• [Data for review]:
☆ ☆ ☆

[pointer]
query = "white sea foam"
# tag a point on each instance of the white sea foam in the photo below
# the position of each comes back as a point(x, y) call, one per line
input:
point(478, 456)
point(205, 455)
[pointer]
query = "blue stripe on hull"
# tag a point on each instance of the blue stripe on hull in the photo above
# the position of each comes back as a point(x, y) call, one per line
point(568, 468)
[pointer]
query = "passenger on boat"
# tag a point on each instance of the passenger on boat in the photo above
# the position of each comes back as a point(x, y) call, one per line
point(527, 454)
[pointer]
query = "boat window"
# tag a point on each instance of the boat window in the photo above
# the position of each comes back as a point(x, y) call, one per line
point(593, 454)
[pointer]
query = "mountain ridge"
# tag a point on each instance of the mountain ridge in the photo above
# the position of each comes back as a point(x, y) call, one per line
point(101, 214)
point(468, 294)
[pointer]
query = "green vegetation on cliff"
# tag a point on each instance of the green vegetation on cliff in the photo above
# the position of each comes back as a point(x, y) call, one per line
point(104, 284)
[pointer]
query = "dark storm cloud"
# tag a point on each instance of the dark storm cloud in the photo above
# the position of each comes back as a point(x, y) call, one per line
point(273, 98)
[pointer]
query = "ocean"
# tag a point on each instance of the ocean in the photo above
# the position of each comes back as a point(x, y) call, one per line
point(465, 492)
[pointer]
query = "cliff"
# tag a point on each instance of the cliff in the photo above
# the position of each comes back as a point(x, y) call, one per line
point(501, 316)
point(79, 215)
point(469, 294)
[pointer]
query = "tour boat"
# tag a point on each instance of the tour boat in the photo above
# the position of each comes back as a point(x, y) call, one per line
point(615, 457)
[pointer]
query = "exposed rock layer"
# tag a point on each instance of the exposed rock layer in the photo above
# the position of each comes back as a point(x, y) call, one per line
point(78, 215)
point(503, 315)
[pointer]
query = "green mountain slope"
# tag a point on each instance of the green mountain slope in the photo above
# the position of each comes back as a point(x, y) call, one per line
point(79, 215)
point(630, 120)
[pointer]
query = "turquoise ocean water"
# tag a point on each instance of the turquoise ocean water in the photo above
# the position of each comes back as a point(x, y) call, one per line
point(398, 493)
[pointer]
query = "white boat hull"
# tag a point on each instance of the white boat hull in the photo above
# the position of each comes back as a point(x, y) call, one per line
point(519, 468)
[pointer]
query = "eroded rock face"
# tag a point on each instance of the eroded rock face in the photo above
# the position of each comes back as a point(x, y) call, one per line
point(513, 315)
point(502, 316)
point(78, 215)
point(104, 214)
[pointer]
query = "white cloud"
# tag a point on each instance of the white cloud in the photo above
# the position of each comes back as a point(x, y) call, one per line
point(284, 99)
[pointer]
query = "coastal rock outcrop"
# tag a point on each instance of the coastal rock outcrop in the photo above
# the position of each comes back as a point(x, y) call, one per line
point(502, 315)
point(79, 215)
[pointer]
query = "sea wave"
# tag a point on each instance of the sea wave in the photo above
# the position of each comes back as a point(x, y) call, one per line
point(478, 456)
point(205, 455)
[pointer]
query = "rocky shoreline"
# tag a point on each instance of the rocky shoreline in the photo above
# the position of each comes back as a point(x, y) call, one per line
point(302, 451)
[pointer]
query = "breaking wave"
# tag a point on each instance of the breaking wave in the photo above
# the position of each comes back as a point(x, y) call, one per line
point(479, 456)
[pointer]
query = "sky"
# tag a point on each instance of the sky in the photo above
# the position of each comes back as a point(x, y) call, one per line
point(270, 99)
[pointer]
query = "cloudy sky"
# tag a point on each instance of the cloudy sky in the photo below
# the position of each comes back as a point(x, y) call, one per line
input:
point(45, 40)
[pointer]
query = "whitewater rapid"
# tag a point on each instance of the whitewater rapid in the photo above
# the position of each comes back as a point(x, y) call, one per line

☆ ☆ ☆

• [Task requirements]: Write out the material above exactly and in full.

• [Result]:
[pointer]
query = "white sea foam"
# tag a point on each instance of the white sea foam in the photo below
# the position of each comes back as a point(x, y) call, one per line
input:
point(478, 456)
point(205, 455)
[pointer]
query = "blue stripe on hull"
# tag a point on each instance of the blue stripe on hull in the photo above
# the position of each comes back as a point(x, y) call, one per line
point(568, 468)
[pointer]
query = "passenger on boat"
# tag a point on each instance of the passenger on boat in the photo above
# the position of each comes back as a point(x, y) call, one per line
point(527, 454)
[pointer]
query = "boat window"
# tag a point on each instance of the boat window in the photo above
# the position of each comes back as a point(x, y) call, one per line
point(593, 454)
[pointer]
query = "mountain ridge"
# tag a point on each instance of the mountain ridge in the photo above
# the position of each comes back as a point(x, y) call, one per line
point(101, 214)
point(468, 294)
[pointer]
query = "green vegetation on cliff"
# tag a point on each instance of the green vegetation on cliff in the photo above
# the position of each comes back as a point(x, y) call, one per line
point(104, 284)
[pointer]
query = "dark storm cloud"
# tag a point on each instance of the dark storm cloud in the photo above
# the position of each comes back as a point(x, y) call, one per line
point(273, 98)
[pointer]
query = "ocean"
# tag a point on each instance of the ocean in the photo above
# the position of each comes back as a point(x, y) call, one per line
point(465, 492)
[pointer]
query = "cliff"
# tag a point on each instance of the cliff in the photo above
# the position of each comes back as a point(x, y) call, one per line
point(501, 316)
point(79, 215)
point(469, 294)
[pointer]
query = "tour boat"
# tag a point on each instance of the tour boat in the photo above
# the position of each comes back as a point(x, y) call, one per line
point(615, 457)
[pointer]
query = "exposed rock layer"
# tag a point on each instance of the exposed rock layer in the photo above
# the position of each comes back as a point(x, y) call, one per line
point(78, 215)
point(503, 315)
[pointer]
query = "green mountain slope"
# tag a point on each instance of the green mountain slope in the photo above
# the position of each comes back as a point(x, y) call, one per line
point(79, 215)
point(630, 120)
[pointer]
query = "turquoise ocean water"
# tag a point on each instance of the turquoise ocean water in the photo above
# the position of each comes back as a point(x, y) call, one per line
point(398, 493)
[pointer]
query = "white boat hull"
# tag a point on each instance of the white boat hull in the photo above
# the position of each comes back as a point(x, y) call, one per line
point(519, 468)
[pointer]
query = "eroded rock face"
# tag a point on each instance of the eroded rock face in the photo above
# the position of each comes back as a point(x, y) call, one per line
point(513, 315)
point(502, 316)
point(78, 215)
point(104, 214)
[pointer]
query = "white cloud"
# tag a point on each instance of the white cloud in the photo above
# the position of each comes back as a point(x, y) call, one per line
point(284, 99)
[pointer]
query = "coastal rock outcrop"
# tag a point on each instance of the coastal rock outcrop in the photo above
# the position of each comes back as a point(x, y) call, one per line
point(502, 315)
point(79, 215)
[pointer]
query = "sea wave"
# tag a point on each instance of the sea wave in the photo above
# the position of each comes back as a point(x, y) call, one per line
point(478, 456)
point(205, 455)
[pointer]
query = "rocky shoreline"
# tag a point on each instance of the rocky shoreline in the photo above
# the position of each comes back as a point(x, y) call, one per line
point(302, 451)
[pointer]
query = "breaking wave"
# tag a point on each instance of the breaking wave in the photo above
# the position of each comes back as a point(x, y) call, one per line
point(479, 456)
[pointer]
query = "sky"
# tag a point on each instance of the sky in the photo above
# the position of each comes back as a point(x, y) call, one per line
point(270, 99)
[pointer]
query = "cloudy sky"
# tag a point on each instance of the cloudy sky in the photo below
# the position of each comes back as a point(x, y) call, one per line
input:
point(45, 40)
[pointer]
query = "whitewater rapid"
# tag a point on each instance of the whitewater rapid in the photo above
# the position of each comes back as a point(x, y) call, one per line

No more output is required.